#### [EXERCISE AIM]
Apart from the images, the entire listing below must be restated word for word.

#### [THE DATA]
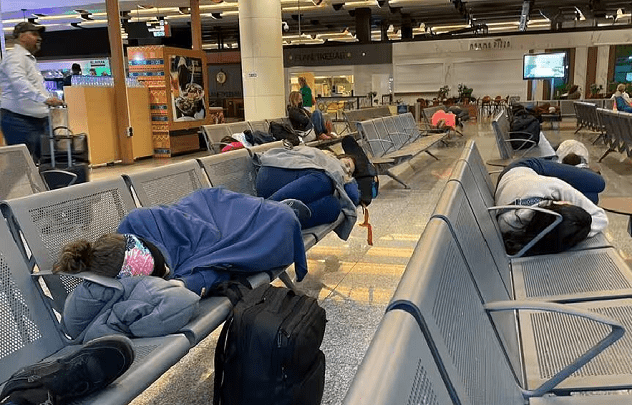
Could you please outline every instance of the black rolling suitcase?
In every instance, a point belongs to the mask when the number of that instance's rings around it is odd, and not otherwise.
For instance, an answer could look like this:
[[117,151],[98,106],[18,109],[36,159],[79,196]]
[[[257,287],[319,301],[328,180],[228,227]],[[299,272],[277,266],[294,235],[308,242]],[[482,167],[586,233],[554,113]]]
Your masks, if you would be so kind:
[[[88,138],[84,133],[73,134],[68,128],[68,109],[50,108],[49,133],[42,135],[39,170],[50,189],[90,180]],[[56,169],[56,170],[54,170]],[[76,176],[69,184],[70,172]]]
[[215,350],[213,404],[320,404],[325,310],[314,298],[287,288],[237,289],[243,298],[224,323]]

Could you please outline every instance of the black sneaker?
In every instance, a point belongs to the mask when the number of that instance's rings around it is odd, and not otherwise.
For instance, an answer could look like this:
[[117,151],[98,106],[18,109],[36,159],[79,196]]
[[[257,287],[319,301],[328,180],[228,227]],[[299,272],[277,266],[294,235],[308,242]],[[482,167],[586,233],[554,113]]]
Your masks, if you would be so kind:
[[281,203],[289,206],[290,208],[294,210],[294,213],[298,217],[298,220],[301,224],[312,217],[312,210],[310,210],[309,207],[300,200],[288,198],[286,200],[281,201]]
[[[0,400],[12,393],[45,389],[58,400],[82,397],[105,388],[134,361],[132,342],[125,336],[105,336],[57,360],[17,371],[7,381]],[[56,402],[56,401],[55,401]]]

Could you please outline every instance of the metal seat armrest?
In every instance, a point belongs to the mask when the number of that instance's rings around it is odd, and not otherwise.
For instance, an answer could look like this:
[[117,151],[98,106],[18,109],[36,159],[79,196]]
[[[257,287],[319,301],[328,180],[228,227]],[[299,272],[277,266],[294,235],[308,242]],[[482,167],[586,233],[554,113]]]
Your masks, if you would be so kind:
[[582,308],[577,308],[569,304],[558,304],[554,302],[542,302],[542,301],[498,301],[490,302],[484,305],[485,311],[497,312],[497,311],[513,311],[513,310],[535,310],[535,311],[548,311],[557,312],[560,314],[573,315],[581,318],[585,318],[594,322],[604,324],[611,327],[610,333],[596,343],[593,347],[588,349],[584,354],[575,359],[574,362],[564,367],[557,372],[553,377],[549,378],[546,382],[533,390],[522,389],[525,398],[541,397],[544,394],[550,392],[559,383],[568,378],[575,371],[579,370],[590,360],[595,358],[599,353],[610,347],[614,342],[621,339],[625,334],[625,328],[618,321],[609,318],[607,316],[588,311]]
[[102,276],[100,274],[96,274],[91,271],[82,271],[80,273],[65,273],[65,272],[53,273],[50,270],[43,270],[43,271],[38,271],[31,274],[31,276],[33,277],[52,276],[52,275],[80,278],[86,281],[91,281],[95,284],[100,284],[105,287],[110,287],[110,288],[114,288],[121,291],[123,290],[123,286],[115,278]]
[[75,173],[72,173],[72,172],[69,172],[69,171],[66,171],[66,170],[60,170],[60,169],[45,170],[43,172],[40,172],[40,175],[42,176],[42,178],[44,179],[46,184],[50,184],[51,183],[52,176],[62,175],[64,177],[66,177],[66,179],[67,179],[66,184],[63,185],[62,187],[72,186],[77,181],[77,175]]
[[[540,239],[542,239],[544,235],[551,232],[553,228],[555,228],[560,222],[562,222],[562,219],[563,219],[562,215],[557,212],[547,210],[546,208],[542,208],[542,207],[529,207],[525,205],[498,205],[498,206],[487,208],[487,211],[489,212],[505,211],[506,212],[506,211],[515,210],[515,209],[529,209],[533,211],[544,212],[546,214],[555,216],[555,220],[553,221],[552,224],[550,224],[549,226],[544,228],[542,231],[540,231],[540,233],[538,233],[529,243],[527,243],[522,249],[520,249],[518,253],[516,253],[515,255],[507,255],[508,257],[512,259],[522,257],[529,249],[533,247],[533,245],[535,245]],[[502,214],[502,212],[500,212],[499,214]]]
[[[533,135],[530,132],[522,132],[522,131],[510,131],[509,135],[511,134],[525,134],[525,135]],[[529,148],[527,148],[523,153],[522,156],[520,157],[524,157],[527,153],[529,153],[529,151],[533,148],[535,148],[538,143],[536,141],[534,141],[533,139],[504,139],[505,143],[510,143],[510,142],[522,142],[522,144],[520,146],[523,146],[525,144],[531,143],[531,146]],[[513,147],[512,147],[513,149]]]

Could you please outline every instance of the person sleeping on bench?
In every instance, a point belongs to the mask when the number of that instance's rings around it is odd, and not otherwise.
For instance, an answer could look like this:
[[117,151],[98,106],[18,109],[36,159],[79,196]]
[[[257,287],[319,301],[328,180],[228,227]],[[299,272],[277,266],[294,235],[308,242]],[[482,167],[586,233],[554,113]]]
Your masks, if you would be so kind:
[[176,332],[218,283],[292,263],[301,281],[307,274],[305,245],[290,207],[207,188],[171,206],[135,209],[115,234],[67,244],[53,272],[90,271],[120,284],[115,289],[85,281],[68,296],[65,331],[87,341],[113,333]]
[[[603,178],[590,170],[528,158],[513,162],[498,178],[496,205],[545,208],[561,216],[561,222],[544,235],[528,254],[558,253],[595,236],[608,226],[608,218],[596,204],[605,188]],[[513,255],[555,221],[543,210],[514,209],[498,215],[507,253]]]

#### [SOLUTION FOR THIS EXERCISE]
Could you please outline every instance of the black rolling suitcase?
In every instance, a point belongs to the mask when the number of that instance's rings around it is odd, and not otherwise.
For instance, an answer could look like this:
[[117,151],[98,106],[18,109],[36,159],[79,196]]
[[[257,287],[319,301],[328,180],[228,227]],[[299,272],[277,266],[294,235],[308,242]],[[482,167],[586,233],[554,113]]]
Your masks, if you would be so kind:
[[[88,138],[84,133],[73,134],[68,128],[68,109],[50,108],[49,133],[42,135],[39,170],[50,189],[90,180]],[[56,169],[56,170],[54,170]],[[76,176],[69,184],[70,172]]]
[[215,350],[213,404],[320,404],[325,310],[314,298],[287,288],[237,289],[243,298],[224,323]]

Could you please outline every instance of the black sneaker?
In every instance, a point belongs to the mask when the number of that instance's rings around it is odd, and not otherwise.
For instance, an answer could look like this:
[[117,151],[98,106],[18,109],[36,159],[79,196]]
[[[257,287],[319,301],[328,180],[228,227]],[[299,272],[277,266],[294,235],[308,242]],[[482,167],[586,233],[554,113]]]
Your masks, if you would be so kind:
[[281,203],[289,206],[290,208],[294,210],[294,213],[298,217],[298,220],[301,224],[312,217],[312,210],[310,210],[309,207],[300,200],[288,198],[286,200],[281,201]]
[[[0,400],[12,393],[45,389],[58,400],[82,397],[105,388],[134,361],[132,342],[125,336],[105,336],[57,360],[17,371],[7,381]],[[56,402],[56,401],[55,401]]]

Could you please outline every instance of the metal seat armrest?
In every instance, a point belongs to the mask when the number of that instance's rings around it is odd, and not otherwise.
For instance, an answer could look like this:
[[117,151],[98,106],[18,109],[36,159],[79,196]]
[[[257,287],[319,301],[328,180],[228,227]],[[299,272],[277,266],[294,235],[308,242]],[[482,167],[586,233],[554,113]]]
Your masks, if you would be so kind:
[[582,308],[577,308],[569,304],[558,304],[554,302],[542,302],[542,301],[498,301],[490,302],[484,305],[485,311],[497,312],[497,311],[513,311],[513,310],[535,310],[535,311],[548,311],[557,312],[560,314],[573,315],[581,318],[585,318],[594,322],[604,324],[611,327],[610,333],[596,343],[593,347],[588,349],[584,354],[575,359],[574,362],[564,367],[557,372],[553,377],[549,378],[546,382],[533,390],[522,389],[525,398],[541,397],[544,394],[550,392],[559,383],[568,378],[575,371],[579,370],[590,360],[595,358],[599,353],[610,347],[614,342],[621,339],[625,334],[625,328],[618,321],[609,318],[607,316],[588,311]]
[[102,276],[100,274],[96,274],[91,271],[82,271],[80,273],[65,273],[65,272],[53,273],[50,270],[43,270],[43,271],[38,271],[31,274],[31,276],[33,277],[52,276],[52,275],[80,278],[86,281],[91,281],[95,284],[100,284],[105,287],[110,287],[110,288],[114,288],[121,291],[123,290],[123,286],[115,278]]
[[75,173],[72,173],[72,172],[69,172],[69,171],[66,171],[66,170],[60,170],[60,169],[45,170],[43,172],[40,172],[40,175],[42,176],[42,178],[44,179],[46,184],[50,184],[51,183],[52,176],[62,175],[64,177],[66,177],[66,179],[67,179],[66,184],[63,185],[62,187],[72,186],[77,181],[77,175]]
[[[540,239],[542,239],[544,235],[551,232],[553,228],[555,228],[560,222],[562,222],[562,219],[563,219],[562,215],[557,212],[547,210],[546,208],[542,208],[542,207],[529,207],[525,205],[498,205],[498,206],[487,208],[487,211],[489,212],[505,211],[506,212],[506,211],[515,210],[515,209],[529,209],[533,211],[544,212],[546,214],[555,216],[555,220],[553,221],[552,224],[550,224],[549,226],[544,228],[542,231],[540,231],[540,233],[538,233],[529,243],[527,243],[522,249],[520,249],[518,253],[516,253],[515,255],[507,255],[508,257],[512,259],[522,257],[529,249],[533,247],[533,245],[535,245]],[[502,214],[502,212],[500,212],[499,214]]]
[[[533,135],[530,132],[522,132],[522,131],[510,131],[509,135],[511,134],[525,134],[525,135]],[[529,148],[527,148],[523,153],[522,156],[520,157],[524,157],[527,153],[529,153],[529,151],[533,148],[535,148],[538,143],[536,141],[534,141],[533,139],[504,139],[505,143],[510,143],[510,142],[522,142],[522,144],[520,146],[523,146],[525,144],[531,143],[531,146]],[[513,147],[512,147],[513,149]]]

Could you please outline every instance of the person sleeping on bench?
In every instance, a point belongs to the mask when the number of that instance's rings around it is odd, and not otherwise.
For instance, an answer could look like this:
[[117,151],[98,106],[18,109],[36,159],[79,196]]
[[[257,287],[319,301],[328,180],[228,227]],[[299,272],[277,266],[294,235],[308,242]],[[482,167],[586,233],[554,113]]]
Your masks, if you would be so kind:
[[176,332],[218,283],[292,263],[301,281],[307,274],[305,245],[290,207],[207,188],[171,206],[135,209],[115,234],[67,244],[53,272],[90,271],[120,284],[115,289],[85,281],[68,296],[65,331],[87,341],[113,333]]
[[[603,178],[590,170],[528,158],[513,162],[498,178],[496,205],[545,208],[561,216],[561,222],[544,235],[528,254],[558,253],[595,236],[608,226],[608,218],[596,204],[605,188]],[[513,255],[555,221],[543,210],[514,209],[498,215],[507,253]]]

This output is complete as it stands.